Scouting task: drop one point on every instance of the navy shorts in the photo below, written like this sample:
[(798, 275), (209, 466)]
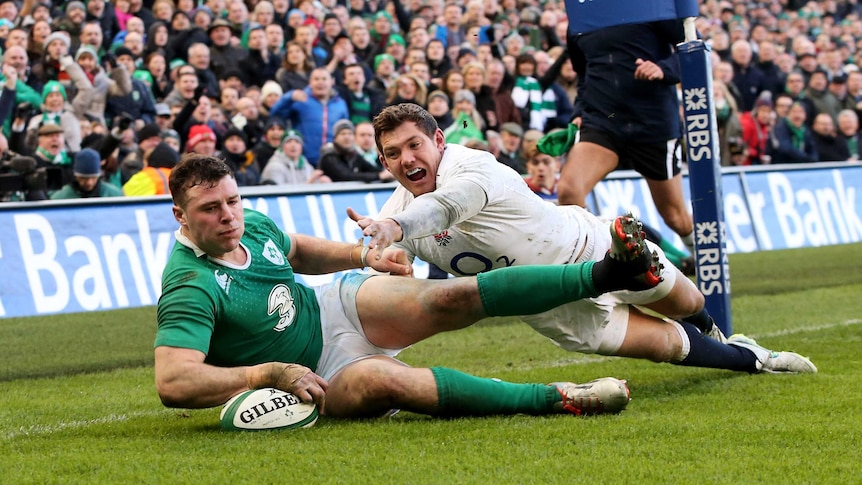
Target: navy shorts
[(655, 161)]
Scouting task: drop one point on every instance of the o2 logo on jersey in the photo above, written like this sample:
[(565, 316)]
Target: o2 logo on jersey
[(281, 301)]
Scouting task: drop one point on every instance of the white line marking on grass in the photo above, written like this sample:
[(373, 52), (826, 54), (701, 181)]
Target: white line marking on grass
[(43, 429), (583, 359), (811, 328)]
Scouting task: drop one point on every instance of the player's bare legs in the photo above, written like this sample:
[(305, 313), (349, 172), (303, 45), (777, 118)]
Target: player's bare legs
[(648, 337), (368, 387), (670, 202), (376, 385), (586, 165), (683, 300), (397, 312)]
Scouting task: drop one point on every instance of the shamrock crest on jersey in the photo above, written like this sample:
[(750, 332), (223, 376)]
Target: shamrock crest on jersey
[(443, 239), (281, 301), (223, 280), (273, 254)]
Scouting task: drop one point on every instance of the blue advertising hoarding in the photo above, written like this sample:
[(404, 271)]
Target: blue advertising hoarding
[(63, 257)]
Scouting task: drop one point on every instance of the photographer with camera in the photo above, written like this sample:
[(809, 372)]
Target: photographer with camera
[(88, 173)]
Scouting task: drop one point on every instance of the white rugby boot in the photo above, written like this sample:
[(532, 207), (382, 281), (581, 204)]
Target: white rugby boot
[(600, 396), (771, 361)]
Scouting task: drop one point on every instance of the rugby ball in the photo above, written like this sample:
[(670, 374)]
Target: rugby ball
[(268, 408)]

====================

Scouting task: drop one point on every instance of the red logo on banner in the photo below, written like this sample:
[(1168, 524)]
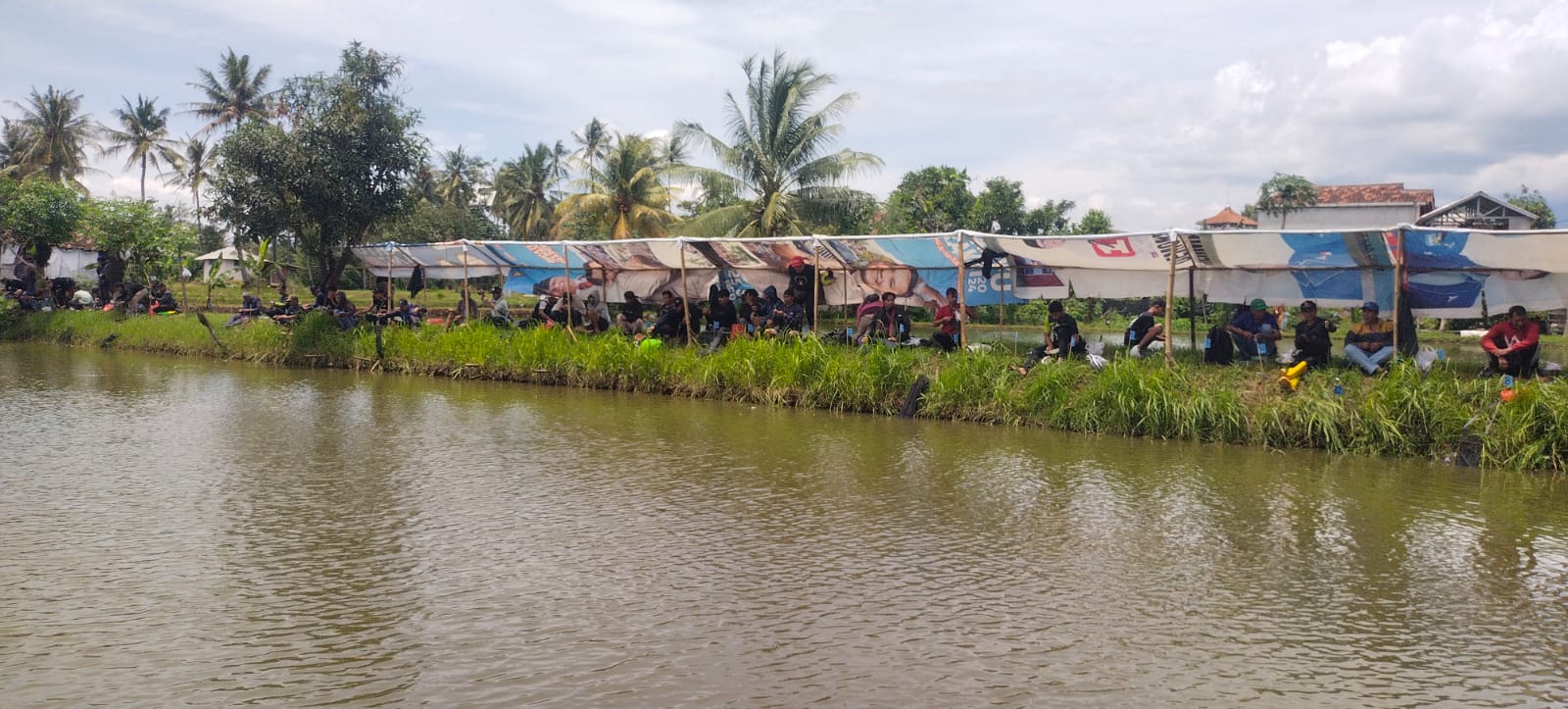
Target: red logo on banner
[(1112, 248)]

====================

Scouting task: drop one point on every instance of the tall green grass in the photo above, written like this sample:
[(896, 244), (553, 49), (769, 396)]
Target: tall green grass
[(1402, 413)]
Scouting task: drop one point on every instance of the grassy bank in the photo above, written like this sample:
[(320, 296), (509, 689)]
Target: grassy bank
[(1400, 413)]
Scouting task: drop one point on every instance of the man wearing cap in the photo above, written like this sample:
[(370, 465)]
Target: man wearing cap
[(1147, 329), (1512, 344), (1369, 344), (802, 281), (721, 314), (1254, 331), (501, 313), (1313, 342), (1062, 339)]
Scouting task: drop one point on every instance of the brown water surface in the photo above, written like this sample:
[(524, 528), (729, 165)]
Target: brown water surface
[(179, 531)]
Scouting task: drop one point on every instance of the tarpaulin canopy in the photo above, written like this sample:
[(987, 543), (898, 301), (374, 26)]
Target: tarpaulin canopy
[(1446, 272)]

====================

Could you duplicate the material above verbatim, everything from the line containing "Scouting task: drop one point on every instance of the tall" down to the line containing "342), (1062, 339)]", including both of those lines?

Scouting task: drop one point on every instance of the tall green grass in the photo above, written like this sample:
[(896, 244), (553, 49), (769, 396)]
Target: tall green grass
[(1402, 413)]
Scouting task: drop one point on every instance of the grassy bank in the photo above, written like this sample:
[(320, 296), (509, 689)]
Target: grassy bank
[(1400, 413)]
Scouting task: drop one point on every instance of the man wearing cap in the photo above, written like this sample:
[(370, 465)]
Target: man wearing cap
[(1147, 329), (1512, 344), (1369, 344), (802, 281), (721, 314), (1254, 331), (501, 313), (1313, 342), (1062, 339)]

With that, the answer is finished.